■ Passage ■
Portable Alpha Gathers Steam

Sep 29th, 2006 | Filed under: Portable Alpha & Alpha/Beta Separation

By: Phyllis Feinberg, MARHedge
Published: August 14, 2006

This article (reprinted below with permission from the publisher, MARHedge) covers a number of recent portable alpha transactions from Pennsylvania Employees’ Retirement Fund and The World Bank to Iowa’s Public Employees’ Pension and the Desert States United Food and Commercial Workers Local 99.

Critics often charge that portable alpha is really all about picking good managers or hedge funds - that it’s All About Alpha.  Perhaps not surprisingly, Yoshiki Ohmura, lead manager of beta portfolios in GAM’s Portable Alpha Solutions group, points out that there is more to portable alpha that simply picking hot hedge fund managers.

“He (Ohmura) believes that a lot of people are focusing too much on the alpha, even though he says that having a stable source of alpha is key to the product. But it’s also important to look at your other components. In reality, the beta is going to be the volatile one. If you get that one wrong, you’re going to create much more damage to your product than on the alpha side.

Mellon and Citigroup are off and running, with GAM recently winning it’s first portable alpha mandate.  Let the games begin!

Full Text of Article…

Throughout the bull market of the late 1990s, institutional investors had no problems getting the investment returns they needed. But when the bear market started in 2000, that all changed.

“There’s been a paradigm shift in how investors are managing their money,” says Yoshiki Ohmura, who works for GAM Investment Management Ltd. in Zurich as the lead manager of the beta portfolios of GAM Portable Alpha Solutions.

Porting alpha

Investors are separating beta, market return, from alpha, absolute return, and are looking for ways to get alpha returns on their basic asset classes such as domestic equities or fixed-income investments. They want to move, or port, the alpha return; hence, portable alpha.

Hedge funds and funds of hedge funds are used to generate the alpha portion of portable alpha strategies.

“What we’re seeing,” says Ohmura, “is clients who have made investments into the hedge fund world already, choosing to move those positions into a portable alpha framework.

“They made the first step by deciding to sell down some traditional assets and buy hedge funds and now they’re going back and actually increasing their allocations to traditional markets by going into a portable alpha framework.”

(Point annotation entries)
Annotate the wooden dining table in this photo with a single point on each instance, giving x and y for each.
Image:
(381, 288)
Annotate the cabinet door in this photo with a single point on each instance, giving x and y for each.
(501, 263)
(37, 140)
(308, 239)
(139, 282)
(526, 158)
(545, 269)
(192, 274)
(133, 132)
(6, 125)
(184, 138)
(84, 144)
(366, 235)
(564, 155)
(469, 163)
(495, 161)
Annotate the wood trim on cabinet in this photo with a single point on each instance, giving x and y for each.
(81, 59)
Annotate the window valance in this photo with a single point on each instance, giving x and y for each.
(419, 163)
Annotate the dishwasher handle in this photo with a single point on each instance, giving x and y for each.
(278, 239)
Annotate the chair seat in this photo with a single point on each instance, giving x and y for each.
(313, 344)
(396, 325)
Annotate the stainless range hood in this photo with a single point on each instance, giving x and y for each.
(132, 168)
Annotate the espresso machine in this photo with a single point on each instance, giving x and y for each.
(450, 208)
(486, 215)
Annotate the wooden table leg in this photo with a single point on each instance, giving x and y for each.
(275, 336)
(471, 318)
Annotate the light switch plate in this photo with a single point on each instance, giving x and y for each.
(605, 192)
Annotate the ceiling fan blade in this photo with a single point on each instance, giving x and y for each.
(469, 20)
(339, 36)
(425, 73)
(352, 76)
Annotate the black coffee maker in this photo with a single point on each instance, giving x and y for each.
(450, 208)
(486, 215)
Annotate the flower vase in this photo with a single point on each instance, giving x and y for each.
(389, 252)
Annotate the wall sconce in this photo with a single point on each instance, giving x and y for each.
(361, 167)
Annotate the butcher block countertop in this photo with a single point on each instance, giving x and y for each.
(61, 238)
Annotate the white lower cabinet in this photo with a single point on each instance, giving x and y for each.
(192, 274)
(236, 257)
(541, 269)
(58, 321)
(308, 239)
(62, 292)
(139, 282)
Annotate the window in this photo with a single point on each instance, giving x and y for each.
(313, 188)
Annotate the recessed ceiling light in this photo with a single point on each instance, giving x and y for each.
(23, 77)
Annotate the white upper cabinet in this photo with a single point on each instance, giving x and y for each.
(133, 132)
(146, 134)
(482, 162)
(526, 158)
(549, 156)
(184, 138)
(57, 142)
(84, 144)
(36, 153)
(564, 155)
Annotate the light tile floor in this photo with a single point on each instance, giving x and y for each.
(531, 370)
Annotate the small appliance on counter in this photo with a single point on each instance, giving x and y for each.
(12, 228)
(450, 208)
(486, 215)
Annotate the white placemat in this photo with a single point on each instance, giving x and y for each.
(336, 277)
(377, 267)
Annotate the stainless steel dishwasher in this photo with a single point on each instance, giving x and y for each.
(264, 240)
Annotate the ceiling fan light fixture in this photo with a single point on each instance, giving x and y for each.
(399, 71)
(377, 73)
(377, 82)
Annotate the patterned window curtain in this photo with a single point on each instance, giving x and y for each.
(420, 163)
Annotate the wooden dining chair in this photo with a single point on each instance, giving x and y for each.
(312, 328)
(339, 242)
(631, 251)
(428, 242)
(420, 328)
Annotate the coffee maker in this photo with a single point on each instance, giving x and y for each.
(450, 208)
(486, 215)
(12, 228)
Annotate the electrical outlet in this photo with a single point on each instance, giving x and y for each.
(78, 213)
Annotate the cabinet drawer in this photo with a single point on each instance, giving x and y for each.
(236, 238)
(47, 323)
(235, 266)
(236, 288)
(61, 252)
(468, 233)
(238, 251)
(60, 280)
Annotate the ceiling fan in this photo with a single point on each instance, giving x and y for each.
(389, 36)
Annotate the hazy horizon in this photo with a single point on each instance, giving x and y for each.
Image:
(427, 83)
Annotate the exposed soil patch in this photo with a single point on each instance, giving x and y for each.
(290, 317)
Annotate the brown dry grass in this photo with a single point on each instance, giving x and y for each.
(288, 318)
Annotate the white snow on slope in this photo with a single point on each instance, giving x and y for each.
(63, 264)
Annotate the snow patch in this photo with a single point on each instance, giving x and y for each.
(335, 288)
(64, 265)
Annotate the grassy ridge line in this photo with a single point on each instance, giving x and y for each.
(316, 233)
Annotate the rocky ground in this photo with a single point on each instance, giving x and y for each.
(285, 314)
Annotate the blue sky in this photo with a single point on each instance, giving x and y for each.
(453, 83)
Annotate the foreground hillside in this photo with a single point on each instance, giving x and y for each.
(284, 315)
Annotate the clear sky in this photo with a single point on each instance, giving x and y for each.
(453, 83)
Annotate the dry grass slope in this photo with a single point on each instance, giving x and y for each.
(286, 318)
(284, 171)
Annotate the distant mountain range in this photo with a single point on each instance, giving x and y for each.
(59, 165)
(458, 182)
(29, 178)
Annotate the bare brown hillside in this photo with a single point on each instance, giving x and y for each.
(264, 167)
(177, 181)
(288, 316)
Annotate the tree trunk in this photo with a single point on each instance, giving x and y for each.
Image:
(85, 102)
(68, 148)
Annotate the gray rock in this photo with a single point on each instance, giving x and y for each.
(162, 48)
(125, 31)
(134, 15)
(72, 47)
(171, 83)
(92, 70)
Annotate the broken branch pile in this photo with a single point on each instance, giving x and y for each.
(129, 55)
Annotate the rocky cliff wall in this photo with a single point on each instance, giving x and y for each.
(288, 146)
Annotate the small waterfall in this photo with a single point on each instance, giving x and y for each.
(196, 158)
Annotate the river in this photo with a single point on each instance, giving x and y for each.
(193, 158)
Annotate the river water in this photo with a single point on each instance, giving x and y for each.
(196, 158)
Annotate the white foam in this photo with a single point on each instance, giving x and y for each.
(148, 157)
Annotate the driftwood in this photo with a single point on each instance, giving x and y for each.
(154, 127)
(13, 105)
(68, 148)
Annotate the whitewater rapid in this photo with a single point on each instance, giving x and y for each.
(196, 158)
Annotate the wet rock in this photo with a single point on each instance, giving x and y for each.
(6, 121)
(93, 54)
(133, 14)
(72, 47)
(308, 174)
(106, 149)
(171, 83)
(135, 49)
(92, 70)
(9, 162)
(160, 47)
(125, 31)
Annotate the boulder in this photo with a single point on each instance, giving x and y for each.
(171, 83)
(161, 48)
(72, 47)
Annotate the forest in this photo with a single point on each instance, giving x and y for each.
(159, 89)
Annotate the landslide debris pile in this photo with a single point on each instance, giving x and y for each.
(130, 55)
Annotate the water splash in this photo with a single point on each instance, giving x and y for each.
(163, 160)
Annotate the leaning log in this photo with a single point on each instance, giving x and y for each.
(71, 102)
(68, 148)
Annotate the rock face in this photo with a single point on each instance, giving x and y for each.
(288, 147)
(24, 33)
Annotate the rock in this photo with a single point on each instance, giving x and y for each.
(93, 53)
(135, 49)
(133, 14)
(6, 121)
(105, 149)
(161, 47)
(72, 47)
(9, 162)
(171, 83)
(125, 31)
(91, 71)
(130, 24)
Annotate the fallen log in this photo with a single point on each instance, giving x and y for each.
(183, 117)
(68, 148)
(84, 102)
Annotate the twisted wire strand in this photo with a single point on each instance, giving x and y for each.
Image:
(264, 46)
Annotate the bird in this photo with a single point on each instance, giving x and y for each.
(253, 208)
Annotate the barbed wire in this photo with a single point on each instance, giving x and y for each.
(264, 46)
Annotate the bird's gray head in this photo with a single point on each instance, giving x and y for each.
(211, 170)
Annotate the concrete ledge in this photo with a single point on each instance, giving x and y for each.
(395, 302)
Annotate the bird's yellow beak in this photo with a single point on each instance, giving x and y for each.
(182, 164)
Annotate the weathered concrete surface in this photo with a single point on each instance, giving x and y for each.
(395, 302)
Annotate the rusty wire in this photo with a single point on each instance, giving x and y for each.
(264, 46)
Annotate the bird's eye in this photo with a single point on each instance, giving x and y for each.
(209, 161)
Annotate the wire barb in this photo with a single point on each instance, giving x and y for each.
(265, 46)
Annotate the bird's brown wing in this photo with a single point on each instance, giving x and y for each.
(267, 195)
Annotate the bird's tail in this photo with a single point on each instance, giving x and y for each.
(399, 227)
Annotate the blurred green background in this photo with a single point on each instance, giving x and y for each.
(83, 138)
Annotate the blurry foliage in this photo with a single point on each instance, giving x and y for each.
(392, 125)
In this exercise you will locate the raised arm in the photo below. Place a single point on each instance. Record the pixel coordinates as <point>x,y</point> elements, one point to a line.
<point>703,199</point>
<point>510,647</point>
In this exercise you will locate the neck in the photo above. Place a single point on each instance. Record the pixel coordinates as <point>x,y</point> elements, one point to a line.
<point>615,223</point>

■ Task instructions ■
Answer these questions using the portable alpha article, one per line, numbered 1., 2., 3.:
1. On what date was the article published?
2. In which city does Yoshiki Ohmura work for GAM Investment Management Ltd.?
3. What are used to generate the alpha portion of portable alpha strategies?
The entries were taken from a separate source and are unrelated to the article.

■ Written response ■
1. August 14, 2006
2. Zurich
3. Hedge funds and funds of hedge funds